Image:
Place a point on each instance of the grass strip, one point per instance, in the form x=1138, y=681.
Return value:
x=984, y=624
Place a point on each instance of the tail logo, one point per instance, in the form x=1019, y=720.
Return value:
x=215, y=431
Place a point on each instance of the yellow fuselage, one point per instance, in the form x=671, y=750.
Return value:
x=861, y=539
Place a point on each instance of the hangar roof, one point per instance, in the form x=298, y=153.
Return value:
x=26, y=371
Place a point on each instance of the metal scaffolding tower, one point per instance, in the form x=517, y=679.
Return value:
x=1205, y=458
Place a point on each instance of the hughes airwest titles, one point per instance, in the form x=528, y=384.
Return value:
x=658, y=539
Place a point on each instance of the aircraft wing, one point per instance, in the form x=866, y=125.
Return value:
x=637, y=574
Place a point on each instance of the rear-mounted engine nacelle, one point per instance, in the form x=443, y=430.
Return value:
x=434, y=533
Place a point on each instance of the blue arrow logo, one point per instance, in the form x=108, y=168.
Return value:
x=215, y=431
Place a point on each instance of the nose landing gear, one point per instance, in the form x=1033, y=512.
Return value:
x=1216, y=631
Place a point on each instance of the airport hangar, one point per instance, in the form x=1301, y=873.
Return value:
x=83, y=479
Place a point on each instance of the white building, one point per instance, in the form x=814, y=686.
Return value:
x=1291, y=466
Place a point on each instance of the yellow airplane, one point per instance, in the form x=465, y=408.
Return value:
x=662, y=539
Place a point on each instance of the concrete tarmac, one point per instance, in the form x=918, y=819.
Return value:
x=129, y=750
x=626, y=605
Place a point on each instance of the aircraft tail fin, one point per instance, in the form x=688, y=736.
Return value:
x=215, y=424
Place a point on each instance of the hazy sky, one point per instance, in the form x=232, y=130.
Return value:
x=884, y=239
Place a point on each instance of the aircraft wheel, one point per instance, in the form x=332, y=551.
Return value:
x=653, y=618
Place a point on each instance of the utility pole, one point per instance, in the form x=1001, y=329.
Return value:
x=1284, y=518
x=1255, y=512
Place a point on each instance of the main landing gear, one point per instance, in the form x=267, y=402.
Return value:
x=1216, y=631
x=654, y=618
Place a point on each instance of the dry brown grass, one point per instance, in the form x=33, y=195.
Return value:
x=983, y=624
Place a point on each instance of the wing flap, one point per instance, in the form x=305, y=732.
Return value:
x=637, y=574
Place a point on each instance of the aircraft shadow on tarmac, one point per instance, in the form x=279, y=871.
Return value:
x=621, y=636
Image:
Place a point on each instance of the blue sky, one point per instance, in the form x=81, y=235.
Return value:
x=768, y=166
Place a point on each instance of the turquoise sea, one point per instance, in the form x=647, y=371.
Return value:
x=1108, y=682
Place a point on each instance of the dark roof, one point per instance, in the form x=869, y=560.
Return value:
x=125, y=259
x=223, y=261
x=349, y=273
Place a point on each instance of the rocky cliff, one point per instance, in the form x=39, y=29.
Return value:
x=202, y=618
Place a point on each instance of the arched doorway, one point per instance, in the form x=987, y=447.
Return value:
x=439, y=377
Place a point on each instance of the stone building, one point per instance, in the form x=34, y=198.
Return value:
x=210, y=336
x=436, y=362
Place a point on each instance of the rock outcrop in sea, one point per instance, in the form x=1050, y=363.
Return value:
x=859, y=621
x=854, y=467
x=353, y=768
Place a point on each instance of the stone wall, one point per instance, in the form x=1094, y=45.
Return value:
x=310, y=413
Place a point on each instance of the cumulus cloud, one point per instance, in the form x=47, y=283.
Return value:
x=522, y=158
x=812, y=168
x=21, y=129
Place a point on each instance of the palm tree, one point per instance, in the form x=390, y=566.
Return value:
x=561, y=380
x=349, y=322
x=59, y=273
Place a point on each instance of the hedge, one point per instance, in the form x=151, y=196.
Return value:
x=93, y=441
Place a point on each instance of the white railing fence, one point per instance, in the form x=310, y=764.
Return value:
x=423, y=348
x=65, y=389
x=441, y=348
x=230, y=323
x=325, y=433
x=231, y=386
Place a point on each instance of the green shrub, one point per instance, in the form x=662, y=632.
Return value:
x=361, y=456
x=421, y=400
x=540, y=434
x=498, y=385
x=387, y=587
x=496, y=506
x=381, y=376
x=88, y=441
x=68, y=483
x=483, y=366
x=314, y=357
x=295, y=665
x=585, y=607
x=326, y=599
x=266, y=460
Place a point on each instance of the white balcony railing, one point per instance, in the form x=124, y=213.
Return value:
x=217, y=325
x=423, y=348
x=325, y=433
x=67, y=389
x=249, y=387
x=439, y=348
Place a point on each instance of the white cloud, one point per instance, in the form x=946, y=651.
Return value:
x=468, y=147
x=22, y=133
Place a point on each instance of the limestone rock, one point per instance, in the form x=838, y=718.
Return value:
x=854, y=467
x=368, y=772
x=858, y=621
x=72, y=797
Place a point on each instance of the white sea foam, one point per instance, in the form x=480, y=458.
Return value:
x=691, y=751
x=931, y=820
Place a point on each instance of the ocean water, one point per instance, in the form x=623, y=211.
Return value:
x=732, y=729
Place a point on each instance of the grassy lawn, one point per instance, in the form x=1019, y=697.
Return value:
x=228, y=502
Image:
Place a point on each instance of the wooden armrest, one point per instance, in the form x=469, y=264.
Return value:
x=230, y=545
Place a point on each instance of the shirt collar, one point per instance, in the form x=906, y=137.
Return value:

• • • • •

- _Request_:
Rewrite the lines above as a numbered list, leaving out any blank lines.

- _Solution for this task_:
1. Image:
2. Place a point on each instance of the grass strip, one point per instance, in the form x=1138, y=681.
3. Return value:
4. x=984, y=624
5. Place a point on each instance of the tail logo, one point per instance, in the form x=1019, y=720.
6. Return value:
7. x=215, y=431
8. Place a point on each instance of the yellow fuselage, one point per instance, in the form x=671, y=750.
9. Return value:
10. x=861, y=539
11. Place a point on each instance of the hangar roof, one point per instance, in the form x=298, y=153.
12. Return value:
13. x=26, y=371
14. Place a point on each instance of the metal scaffolding tower, one point per instance, in the form x=517, y=679.
15. Return value:
16. x=1205, y=458
17. Place a point on each instance of the hughes airwest titles, one point per instance, in the form x=528, y=384.
18. Return value:
19. x=658, y=539
20. Place a point on each instance of the aircraft wing, one point per instance, in the form x=866, y=125.
21. Return value:
22. x=637, y=574
23. Place a point on each instance of the rear-mounted engine nacelle, one point per instance, in the form x=443, y=430.
24. Return value:
25. x=434, y=533
26. Place a point on each instance of the blue arrow logo, one point per instance, in the form x=108, y=168.
27. Return value:
28. x=215, y=431
29. Place a point on each instance of the nose landing gear, one point per instance, in the form x=1033, y=512.
30. Return value:
31. x=1216, y=631
32. Place a point on each instance of the airport hangar, one point per instance, in the form x=1301, y=873.
33. Return value:
34. x=83, y=479
35. Place a point on each instance of the white building, one point per instance, in the form x=814, y=686.
36. Return value:
37. x=1291, y=466
38. Place a point on each instance of the yellow airplane, one point per instance, in the form x=465, y=408.
39. Return value:
40. x=662, y=539
41. Place a point on each instance of the concrete tarmac, one point per instance, in the form x=918, y=819.
42. Return value:
43. x=129, y=750
44. x=626, y=605
45. Place a point on each instance of the aircraft tail fin, one point per instance, in the form x=688, y=736.
46. Return value:
47. x=215, y=424
48. Place a point on each instance of the hazy sky, one point per instance, in the form x=232, y=130.
49. Return value:
50. x=884, y=239
51. Place a point on each instance of the aircraft wheel, one point per instance, in the form x=332, y=551.
52. Return value:
53. x=653, y=618
54. Place a point on each instance of the utility pole, one point per instance, in the form x=1001, y=329.
55. Return value:
56. x=1284, y=518
57. x=1255, y=512
58. Place a point on each instance of the main landing gear, one point per instance, in the form x=267, y=402.
59. Return value:
60. x=1216, y=631
61. x=654, y=618
62. Place a point on each instance of the dry brown grass, one point per instance, in the form x=33, y=195.
63. Return value:
64. x=983, y=624
65. Place a point on each instance of the wing flap, one point per instance, in the form x=305, y=732.
66. Return value:
67. x=637, y=574
68. Place a point on each instance of the aircraft shadow on tarmac, one point per instance, in the form x=279, y=871.
69. Return value:
70. x=621, y=636
71. Image:
72. Place a point on each instance of the blue sky, one point per instance, in the form x=81, y=235.
73. Return value:
74. x=768, y=166
75. Place a point on each instance of the turquoise sea, one point per instance, in the form x=647, y=371.
76. Return value:
77. x=1108, y=682
78. Place a point on each instance of the dark roof, one point per instance, in the form x=869, y=560.
79. Return value:
80. x=125, y=259
81. x=223, y=261
82. x=349, y=273
83. Place a point on each instance of the rocky cliff, one point per instance, in the form x=39, y=29.
84. Return value:
85. x=202, y=618
86. Place a point on each instance of the arched doorway, one point per instance, in the form x=987, y=447.
87. Return value:
88. x=439, y=377
89. Place a point on each instance of the stone building, one point per instance, in the form x=34, y=198.
90. Return value:
91. x=210, y=336
92. x=436, y=362
93. Place a point on each instance of the rock outcrop in sea, one point per instance, in the form x=1050, y=363.
94. Return value:
95. x=859, y=621
96. x=854, y=467
97. x=353, y=768
98. Place a point on each instance of the stone wall, one point per instance, in the form x=1094, y=45.
99. Return value:
100. x=310, y=413
101. Place a point on each instance of the cumulus cloud, one point per instance, in the form x=47, y=283.
102. Return value:
103. x=522, y=158
104. x=812, y=168
105. x=21, y=129
106. Place a point on each instance of the palm tree, one point per instance, in the form x=390, y=566.
107. Return value:
108. x=561, y=380
109. x=349, y=322
110. x=59, y=273
111. Place a point on each instance of the hedge, one point per instance, in the form x=151, y=196.
112. Return value:
113. x=93, y=441
114. Place a point on each instance of the white railing fence, one point per instance, in the form x=310, y=764.
115. Return value:
116. x=423, y=348
117. x=65, y=389
118. x=441, y=348
119. x=230, y=323
120. x=325, y=433
121. x=231, y=386
122. Place a point on each instance of the green shrub, one point per instance, in the form x=662, y=632.
123. Return value:
124. x=361, y=456
125. x=421, y=400
126. x=540, y=434
127. x=498, y=385
128. x=387, y=587
129. x=496, y=506
130. x=381, y=376
131. x=88, y=441
132. x=68, y=483
133. x=483, y=366
134. x=314, y=357
135. x=295, y=665
136. x=585, y=607
137. x=326, y=599
138. x=266, y=460
139. Place a point on each instance of the white balcony railing, one point per instance, in the form x=124, y=213.
140. Return value:
141. x=217, y=325
142. x=423, y=348
143. x=325, y=433
144. x=67, y=389
145. x=249, y=387
146. x=439, y=348
147. Place a point on each instance of the white cloud, one point per instance, in the form x=946, y=651.
148. Return value:
149. x=468, y=147
150. x=22, y=133
151. Place a point on each instance of the limestone rock, one point per instance, in the form x=838, y=718.
152. Return value:
153. x=854, y=467
154. x=368, y=772
155. x=858, y=621
156. x=72, y=797
157. Place a point on each instance of the white sea foam, one point per instance, in the form x=480, y=458.
158. Return value:
159. x=691, y=751
160. x=931, y=820
161. Place a point on each instance of the ocean water, one point per instance, in the form x=623, y=211.
162. Return value:
163. x=732, y=729
164. Place a point on each instance of the grassy lawn, one point per instance, in the form x=1019, y=697.
165. Return value:
166. x=228, y=502
167. Image:
168. Place a point on each instance of the wooden armrest, one point per instance, in the form x=469, y=264.
169. Return value:
170. x=230, y=545
171. Place a point on each instance of the shirt collar, one point per instance, in the form x=906, y=137.
172. Return value:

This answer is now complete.